En 1993, Jordi Savall et son Concert des Nations gravaient des extraits orchestraux d'Alcyone. Le projet longtemps caressé par le chef d'une renaissance scénique n'a vu le jour qu'en 2017 à l'Opéra-Comique. Cette production, en voici l'écho, capté sur le vif. Si partout figure 1706, année de la création de cette tragédie en un prologue et cinq actes, le spectacle intègre des ajouts ultérieurs, jusqu'à des morceaux de la version de 1741, treize ans après la mort du compositeur.

« Pour la constitution de l'orchestre», écrit Savall, « j'ai suivi les indications d'époque quant aux timbres instrumentaux, dans un effectif légèrement inférieur à celui de l’Académie » royale de musique. Légèrement inférieur ? Six « violons ! » au lieu de douze, trois basses au lieu de huit, un seul basson au lieu de trois.

Et que dire de ces « violons Il » à la place des hautes-contre de violon, qui devraient être de petits altos ? des basses de viole au lieu des quintes (grands altos) ? La musicologie, assurément, n'est pas à la fête ici. Pas plus que l'équilibre flottant entre dessus et basse, que la prise de son, trafiquée, n'aide guère.

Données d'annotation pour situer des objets
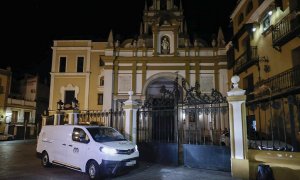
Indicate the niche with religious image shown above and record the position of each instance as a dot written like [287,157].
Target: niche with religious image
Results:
[165,45]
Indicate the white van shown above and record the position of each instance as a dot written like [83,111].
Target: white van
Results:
[96,150]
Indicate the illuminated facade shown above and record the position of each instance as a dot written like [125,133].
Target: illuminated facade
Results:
[100,74]
[265,54]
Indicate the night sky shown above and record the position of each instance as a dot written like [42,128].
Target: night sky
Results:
[29,27]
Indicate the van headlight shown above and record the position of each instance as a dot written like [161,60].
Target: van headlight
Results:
[108,150]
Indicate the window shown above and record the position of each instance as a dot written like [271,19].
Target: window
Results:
[14,116]
[266,22]
[69,96]
[100,99]
[249,7]
[165,45]
[163,5]
[241,18]
[101,62]
[62,64]
[80,62]
[26,116]
[79,135]
[102,81]
[248,84]
[260,1]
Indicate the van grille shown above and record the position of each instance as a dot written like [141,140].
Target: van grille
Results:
[128,151]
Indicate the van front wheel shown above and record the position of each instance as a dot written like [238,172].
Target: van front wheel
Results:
[93,170]
[45,160]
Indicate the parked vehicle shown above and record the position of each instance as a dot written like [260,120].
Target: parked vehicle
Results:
[6,137]
[225,139]
[95,150]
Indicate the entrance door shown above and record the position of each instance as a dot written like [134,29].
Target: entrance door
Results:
[185,131]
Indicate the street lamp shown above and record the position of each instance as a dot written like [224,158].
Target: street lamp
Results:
[264,59]
[59,104]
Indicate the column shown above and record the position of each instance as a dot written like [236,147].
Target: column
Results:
[238,131]
[130,128]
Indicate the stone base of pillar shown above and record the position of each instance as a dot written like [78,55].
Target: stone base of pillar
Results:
[240,168]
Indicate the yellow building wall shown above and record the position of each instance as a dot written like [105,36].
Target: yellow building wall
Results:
[63,82]
[285,165]
[5,83]
[95,89]
[71,65]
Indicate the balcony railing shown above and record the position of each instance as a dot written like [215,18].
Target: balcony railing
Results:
[286,29]
[285,82]
[246,60]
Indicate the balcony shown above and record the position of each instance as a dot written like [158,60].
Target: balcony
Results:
[20,102]
[285,30]
[287,82]
[246,60]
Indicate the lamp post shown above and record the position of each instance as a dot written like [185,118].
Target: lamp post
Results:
[59,105]
[267,67]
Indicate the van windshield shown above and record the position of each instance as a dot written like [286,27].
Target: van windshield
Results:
[105,134]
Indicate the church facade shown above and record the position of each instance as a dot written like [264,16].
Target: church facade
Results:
[100,74]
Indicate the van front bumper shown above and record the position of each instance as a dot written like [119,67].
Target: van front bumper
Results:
[115,167]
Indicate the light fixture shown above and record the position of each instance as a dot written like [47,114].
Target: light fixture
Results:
[270,12]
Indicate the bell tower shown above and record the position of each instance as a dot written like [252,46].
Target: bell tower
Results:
[164,24]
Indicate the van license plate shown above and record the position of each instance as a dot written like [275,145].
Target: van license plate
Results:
[131,163]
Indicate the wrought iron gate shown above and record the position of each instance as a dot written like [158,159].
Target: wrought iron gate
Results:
[185,126]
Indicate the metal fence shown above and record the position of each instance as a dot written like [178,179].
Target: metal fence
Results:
[274,125]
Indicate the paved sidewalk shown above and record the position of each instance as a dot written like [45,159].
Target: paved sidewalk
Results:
[21,163]
[149,171]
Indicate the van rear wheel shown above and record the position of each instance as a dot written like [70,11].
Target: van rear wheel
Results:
[93,170]
[45,160]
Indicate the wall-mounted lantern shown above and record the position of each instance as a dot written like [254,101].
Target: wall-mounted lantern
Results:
[59,105]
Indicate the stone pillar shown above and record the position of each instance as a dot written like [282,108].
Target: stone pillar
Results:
[57,118]
[72,116]
[131,108]
[44,120]
[238,131]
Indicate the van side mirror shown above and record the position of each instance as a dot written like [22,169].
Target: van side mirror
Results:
[83,140]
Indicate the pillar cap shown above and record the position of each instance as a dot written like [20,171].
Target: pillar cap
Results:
[236,91]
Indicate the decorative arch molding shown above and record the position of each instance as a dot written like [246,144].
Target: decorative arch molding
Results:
[69,87]
[167,75]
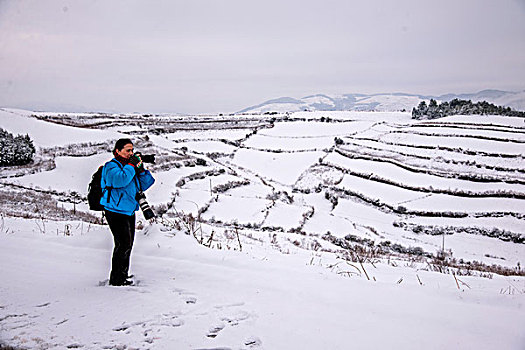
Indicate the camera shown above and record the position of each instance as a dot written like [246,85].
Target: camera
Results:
[146,158]
[144,206]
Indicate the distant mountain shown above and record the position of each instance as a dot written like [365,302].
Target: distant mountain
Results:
[381,102]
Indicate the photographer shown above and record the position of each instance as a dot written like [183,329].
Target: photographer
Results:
[123,180]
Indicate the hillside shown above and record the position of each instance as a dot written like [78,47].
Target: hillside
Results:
[300,230]
[381,102]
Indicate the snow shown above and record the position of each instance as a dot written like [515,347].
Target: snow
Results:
[259,284]
[193,297]
[46,134]
[282,167]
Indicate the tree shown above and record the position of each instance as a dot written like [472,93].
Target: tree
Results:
[15,150]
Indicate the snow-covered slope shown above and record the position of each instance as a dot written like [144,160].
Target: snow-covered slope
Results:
[381,102]
[306,230]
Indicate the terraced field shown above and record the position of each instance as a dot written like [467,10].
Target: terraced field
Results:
[456,183]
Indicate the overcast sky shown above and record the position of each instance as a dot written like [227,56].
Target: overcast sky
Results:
[211,56]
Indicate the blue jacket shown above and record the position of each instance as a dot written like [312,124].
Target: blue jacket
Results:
[120,182]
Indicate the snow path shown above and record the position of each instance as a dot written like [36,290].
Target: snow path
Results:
[192,297]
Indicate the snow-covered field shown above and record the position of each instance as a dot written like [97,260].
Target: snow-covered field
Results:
[293,231]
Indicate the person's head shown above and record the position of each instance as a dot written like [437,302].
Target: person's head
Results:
[123,148]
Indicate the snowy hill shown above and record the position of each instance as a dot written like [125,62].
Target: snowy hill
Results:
[302,230]
[381,102]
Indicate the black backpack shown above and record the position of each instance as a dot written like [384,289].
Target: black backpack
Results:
[95,190]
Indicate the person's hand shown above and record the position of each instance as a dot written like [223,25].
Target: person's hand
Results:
[136,161]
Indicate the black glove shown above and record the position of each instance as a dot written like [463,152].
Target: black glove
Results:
[135,161]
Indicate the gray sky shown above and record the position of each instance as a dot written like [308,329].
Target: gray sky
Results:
[211,56]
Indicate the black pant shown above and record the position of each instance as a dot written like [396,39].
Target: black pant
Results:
[123,230]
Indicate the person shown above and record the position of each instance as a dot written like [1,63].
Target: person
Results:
[122,178]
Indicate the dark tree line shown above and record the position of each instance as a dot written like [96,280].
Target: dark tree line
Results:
[15,150]
[460,107]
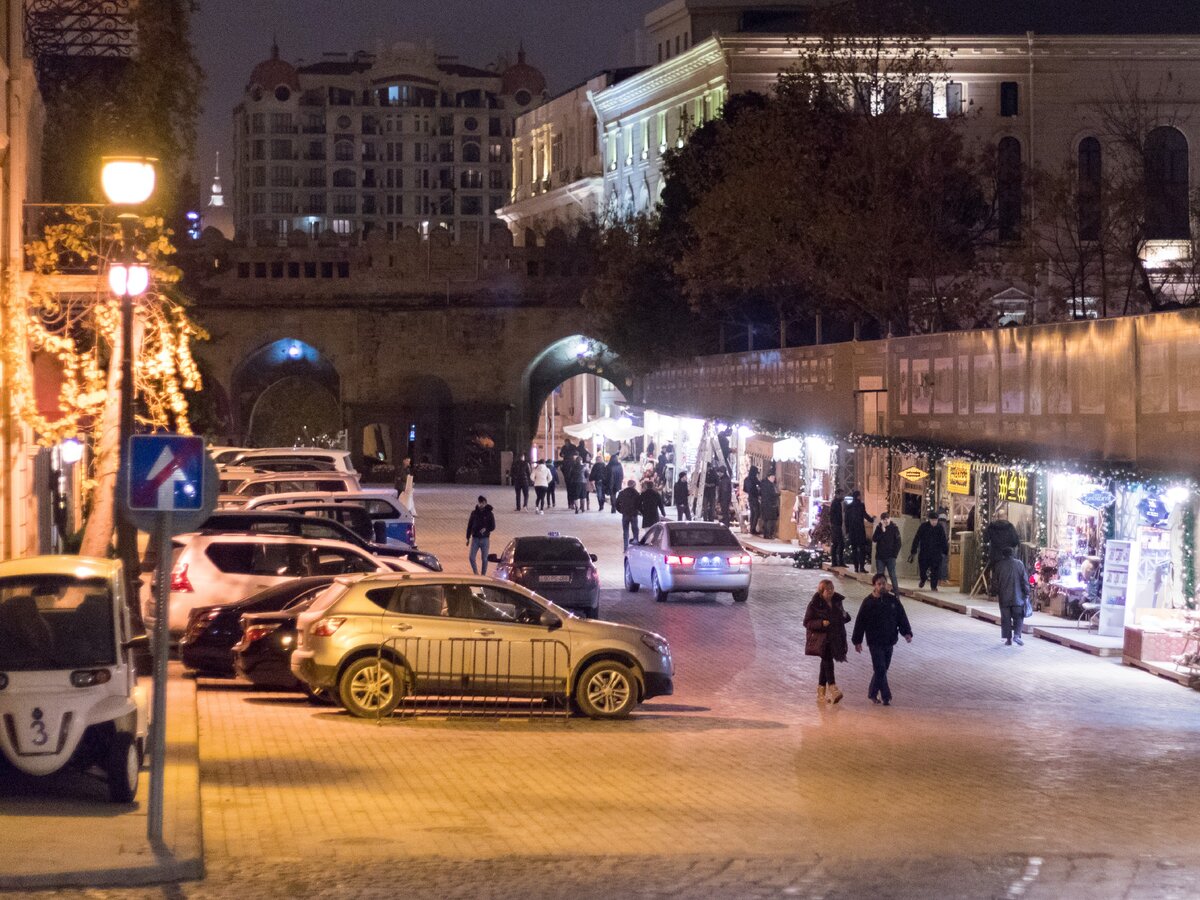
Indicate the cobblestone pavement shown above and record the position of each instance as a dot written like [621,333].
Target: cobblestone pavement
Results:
[999,771]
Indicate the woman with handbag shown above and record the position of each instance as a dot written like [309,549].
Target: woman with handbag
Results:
[826,624]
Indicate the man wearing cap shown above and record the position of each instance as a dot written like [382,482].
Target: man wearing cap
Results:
[930,546]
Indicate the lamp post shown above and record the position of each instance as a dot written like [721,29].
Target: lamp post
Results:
[127,183]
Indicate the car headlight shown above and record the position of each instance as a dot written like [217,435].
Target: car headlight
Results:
[658,643]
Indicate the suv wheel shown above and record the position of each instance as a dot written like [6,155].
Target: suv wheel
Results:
[371,688]
[660,595]
[606,690]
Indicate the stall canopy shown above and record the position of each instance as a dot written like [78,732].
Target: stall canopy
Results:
[605,427]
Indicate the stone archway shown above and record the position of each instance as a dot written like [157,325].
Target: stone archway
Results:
[297,381]
[564,359]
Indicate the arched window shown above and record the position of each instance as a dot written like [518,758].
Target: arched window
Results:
[1089,190]
[1167,185]
[1008,189]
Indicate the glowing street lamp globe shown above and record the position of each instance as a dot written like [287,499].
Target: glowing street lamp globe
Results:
[127,180]
[129,280]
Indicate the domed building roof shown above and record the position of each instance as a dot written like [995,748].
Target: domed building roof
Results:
[522,77]
[273,72]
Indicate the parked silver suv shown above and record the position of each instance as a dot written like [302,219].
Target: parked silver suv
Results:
[381,637]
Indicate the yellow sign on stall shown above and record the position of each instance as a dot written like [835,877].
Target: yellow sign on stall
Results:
[958,477]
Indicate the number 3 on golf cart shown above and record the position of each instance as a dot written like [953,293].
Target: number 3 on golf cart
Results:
[69,693]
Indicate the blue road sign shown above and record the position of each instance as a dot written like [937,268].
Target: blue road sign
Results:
[166,473]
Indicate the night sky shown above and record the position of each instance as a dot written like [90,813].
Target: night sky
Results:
[568,40]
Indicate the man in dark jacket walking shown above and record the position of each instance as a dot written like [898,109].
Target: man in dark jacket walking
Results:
[682,501]
[1011,582]
[930,546]
[887,547]
[628,503]
[479,532]
[651,505]
[838,526]
[754,498]
[769,507]
[881,619]
[521,475]
[616,475]
[856,531]
[599,477]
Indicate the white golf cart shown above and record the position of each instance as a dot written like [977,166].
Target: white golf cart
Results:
[69,693]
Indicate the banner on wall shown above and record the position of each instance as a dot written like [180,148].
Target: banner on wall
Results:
[958,477]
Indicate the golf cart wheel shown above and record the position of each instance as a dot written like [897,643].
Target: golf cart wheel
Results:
[121,768]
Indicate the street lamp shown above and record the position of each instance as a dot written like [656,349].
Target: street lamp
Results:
[127,183]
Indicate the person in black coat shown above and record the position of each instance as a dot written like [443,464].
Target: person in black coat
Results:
[825,624]
[754,498]
[769,507]
[629,504]
[881,619]
[682,501]
[930,546]
[856,531]
[520,475]
[651,505]
[838,527]
[616,475]
[887,547]
[599,477]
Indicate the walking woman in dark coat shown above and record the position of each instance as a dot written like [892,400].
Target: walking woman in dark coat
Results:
[826,624]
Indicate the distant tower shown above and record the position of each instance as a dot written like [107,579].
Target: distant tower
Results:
[216,214]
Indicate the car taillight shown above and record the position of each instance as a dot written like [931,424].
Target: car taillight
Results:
[88,677]
[257,633]
[179,579]
[327,627]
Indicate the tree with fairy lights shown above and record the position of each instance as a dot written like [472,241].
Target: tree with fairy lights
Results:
[79,335]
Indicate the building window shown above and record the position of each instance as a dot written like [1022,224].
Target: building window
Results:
[1008,99]
[1167,185]
[1008,189]
[954,99]
[1090,171]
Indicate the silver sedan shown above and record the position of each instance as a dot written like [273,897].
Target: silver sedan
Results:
[675,557]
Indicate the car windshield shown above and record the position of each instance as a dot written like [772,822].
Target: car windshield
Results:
[531,551]
[51,622]
[702,538]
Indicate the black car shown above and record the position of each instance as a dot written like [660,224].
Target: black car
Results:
[207,646]
[558,568]
[263,655]
[312,522]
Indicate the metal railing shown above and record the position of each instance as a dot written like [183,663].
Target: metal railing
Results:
[481,676]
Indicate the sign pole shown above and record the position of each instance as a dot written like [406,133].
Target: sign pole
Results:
[161,648]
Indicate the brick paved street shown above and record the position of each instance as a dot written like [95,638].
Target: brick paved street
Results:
[999,772]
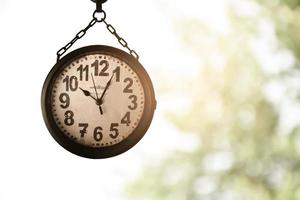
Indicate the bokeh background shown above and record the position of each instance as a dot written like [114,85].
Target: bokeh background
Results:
[226,75]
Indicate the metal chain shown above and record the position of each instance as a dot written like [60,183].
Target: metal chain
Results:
[81,33]
[121,40]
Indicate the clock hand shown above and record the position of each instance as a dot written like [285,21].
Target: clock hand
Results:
[107,86]
[87,93]
[98,100]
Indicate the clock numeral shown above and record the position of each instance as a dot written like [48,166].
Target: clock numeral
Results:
[113,128]
[69,118]
[71,83]
[126,119]
[128,89]
[117,72]
[83,131]
[84,72]
[98,134]
[133,99]
[103,71]
[65,100]
[96,66]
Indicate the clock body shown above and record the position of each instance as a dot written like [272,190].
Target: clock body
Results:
[98,101]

CONSIGNE 1:
Recopiez fidèlement un passage de la critique sur Alcyone : partez des mots « En 1993, Jordi » et arrêtez-vous après « lieu de trois. ».
CONSIGNE 2:
Rédigez la suite de la critique sur l'Alcyone dirigée par Savall, à partir de sa dernière phrase.
Les entrées ne vous serviront pas.

RÉPONSE 1:
En 1993, Jordi Savall et son Concert des Nations gravaient des extraits orchestraux d'Alcyone. Le projet longtemps caressé par le chef d'une renaissance scénique n'a vu le jour qu'en 2017 à l'Opéra-Comique. Cette production, en voici l'écho, capté sur le vif. Si partout figure 1706, année de la création de cette tragédie en un prologue et cinq actes, le spectacle intègre des ajouts ultérieurs, jusqu'à des morceaux de la version de 1741, treize ans après la mort du compositeur.

« Pour la constitution de l'orchestre», écrit Savall, « j'ai suivi les indications d'époque quant aux timbres instrumentaux, dans un effectif légèrement inférieur à celui de l’Académie » royale de musique. Légèrement inférieur ? Six « violons ! » au lieu de douze, trois basses au lieu de huit, un seul basson au lieu de trois.

RÉPONSE 2:
Dès l'Ouverture le ton est donné: une majesté surjouée jusqu'à la lourdeur, avec percussions dans la partie lente et continuo surexcité dans le vif qui suit... Pour Savall, la caractérisation des danses passe d'abord par un jeu sur l'instrumentarium, et à plusieurs reprises par le gavage à coups de percussions (deux exécutants ici, contre un seul au XVIIIe siècle). La Chaconne finale ne donne pas à entendre un orchestre, mais une organisation de groupes solistes. Et pourquoi diable changer de tempo entre les menuets du prologue ? Pourquoi ralentir le deuxième passepied enchaîné au premier ? Et cette guitare très en avant dans la Marche pour les matelots à l'acte III ? L'invocation des enfers, au II, se contente de produire du gros son et manque tout-à-fait de mystère. La conception globale semble privilégier une esthétique de la routine entrecoupée d'éclats furtifs. Bien des récitatifs sont menés avec lenteur, quand d'autres sombrent dans l'expressionnisme. Aucun protagoniste n'échappe à cette cyclothymie assez pénible sur la longueur.

Ce qui passe à la scène devient volontiers déplaisant au disque. Tel le Pélée de Marc Mauillon, régulièrement en mal de couleur et de justesse. S'il est davantage à son aise dans les récitatifs, son monologue au début du III montre les limites de la tessiture autant que de l'expression, bien monotone. Lisandro Abadie, plus noble de chant, n'affiche pas un français impeccable. Inégal, Cyril Auvity semble souvent mis en danger par la tessiture de Céyx. Son monologue « Dieux cruels », tout en tension, n'a guère un caractère élégiaque. Choix de mise en scène ? La douceur lui va pourtant si bien (le dialogue avec Alcyone au III).

Et côté dames ? Dans le rôle-titre, Léa Desandre, forte d'un timbre séduisant et d'une articulation impeccable, se révèle touchante (« Amour, cruel amour »), mais aussi agace par ses minauderies et son chant peu extraverti. Parmi les petits rôles, signalons Hasnaa Bennani, pleine de charme.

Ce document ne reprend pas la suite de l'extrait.